Exercises to complete:
A. Reproduce word for word the stretch of the pregnancy travel guidance from "When to travel" through "at this time.".
B. Condense the paragraph of the pregnancy travel guidance beginning "The first three months are a sensitive stage" into a single shorter sentence that keeps its main facts.
C. According to the pregnancy travel guidance, which eventualities should travel insurance cover? List every one it names.

If your pregnancy has no complications, the best time to travel is when you are 14 to 28 weeks pregnant.
Wherever you go, find out what healthcare facilities are at your destination in case you require urgent medical attention.
It’s a good idea to take your medical records with you so you can give doctors the relevant information if necessary. Have a check-up before you travel and don’t go unless you get the all-clear from your doctor.
Make sure your travel insurance covers you for any eventuality, such as pregnancy-related medical care during labour, premature birth and the cost of changing the date of your return trip if you go into labour.
When to travel
Many women prefer not to travel in the first 12 weeks of pregnancy because of the exhaustion and nauseathey experience during these early stages.
The first three months are a sensitive stage, with a higher risk of miscarriage or ectopic pregnancy. However, if you feel well and you’ve discussed it with your doctor, there’s no reason why you can’t travel at this time.
After week 28, the biggest factor in deciding whether to travel, apart from the issue of comfort, is the risk of going into early labour.
If you decide to go away, consult your doctor, who will determine your risk of a premature birth. If you get the all clear, make sure there are adequate facilities at your destination in case you go into labour.
“Travel during pregnancy is a concern for many women,” says Sarah Reynolds, a consultant obstetrician and gynaecologist at the Bedford Hospital NHS Trust.
“But if your pregnancy has no complications then there’s no reason why you can’t travel safely as long as you take the right precautions.”
Here are some general tips to ensure you and your baby stay healthy during your travels.
Flying is not harmful for you or your baby, but some airlines will not let you fly towards the end of your pregnancy. Check the conditions with the airline.
The best time to fly is between 14 and 28 weeks, when there’s a lower risk of miscarriage or labour. Consult your doctor before booking your flight.
Long-distance travel (longer than five hours) carries a small risk of deep vein thrombosis (DVT) in pregnant women. If you fly, drink plenty of water and move about regularly.

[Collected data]

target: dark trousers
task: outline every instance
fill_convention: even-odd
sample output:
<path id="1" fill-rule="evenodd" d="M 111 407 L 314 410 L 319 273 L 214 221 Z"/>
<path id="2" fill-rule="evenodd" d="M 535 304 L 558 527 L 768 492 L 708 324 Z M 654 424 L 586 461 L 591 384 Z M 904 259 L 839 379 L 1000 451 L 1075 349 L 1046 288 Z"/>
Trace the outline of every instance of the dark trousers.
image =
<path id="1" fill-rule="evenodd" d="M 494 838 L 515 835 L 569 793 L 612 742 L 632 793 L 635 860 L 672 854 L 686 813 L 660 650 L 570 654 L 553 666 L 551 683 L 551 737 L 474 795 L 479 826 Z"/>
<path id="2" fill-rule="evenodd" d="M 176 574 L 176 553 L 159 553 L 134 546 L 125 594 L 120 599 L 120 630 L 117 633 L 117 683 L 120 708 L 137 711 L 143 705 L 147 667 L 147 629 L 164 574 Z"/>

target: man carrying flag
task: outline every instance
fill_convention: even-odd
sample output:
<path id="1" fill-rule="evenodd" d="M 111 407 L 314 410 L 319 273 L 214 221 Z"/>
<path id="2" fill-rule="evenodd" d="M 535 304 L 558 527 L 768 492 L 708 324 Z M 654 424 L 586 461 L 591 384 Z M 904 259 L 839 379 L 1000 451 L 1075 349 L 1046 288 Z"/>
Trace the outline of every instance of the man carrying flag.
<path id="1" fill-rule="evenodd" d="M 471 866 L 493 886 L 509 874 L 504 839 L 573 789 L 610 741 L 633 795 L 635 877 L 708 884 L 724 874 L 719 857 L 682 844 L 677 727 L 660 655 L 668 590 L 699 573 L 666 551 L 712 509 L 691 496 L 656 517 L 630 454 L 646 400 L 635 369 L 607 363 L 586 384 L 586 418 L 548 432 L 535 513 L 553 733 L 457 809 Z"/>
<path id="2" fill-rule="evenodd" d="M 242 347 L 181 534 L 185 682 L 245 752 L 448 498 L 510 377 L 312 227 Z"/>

Solutions to the problems:
A.
When to travel
Many women prefer not to travel in the first 12 weeks of pregnancy because of the exhaustion and nauseathey experience during these early stages.
The first three months are a sensitive stage, with a higher risk of miscarriage or ectopic pregnancy. However, if you feel well and you’ve discussed it with your doctor, there’s no reason why you can’t travel at this time.

B. The first three months carry a higher risk of miscarriage or ectopic pregnancy, but travel then is fine if you feel well and have discussed it with your doctor.

C.
- Pregnancy-related medical care during labor
- Premature birth
- The cost of changing the date of your return trip if you go into labor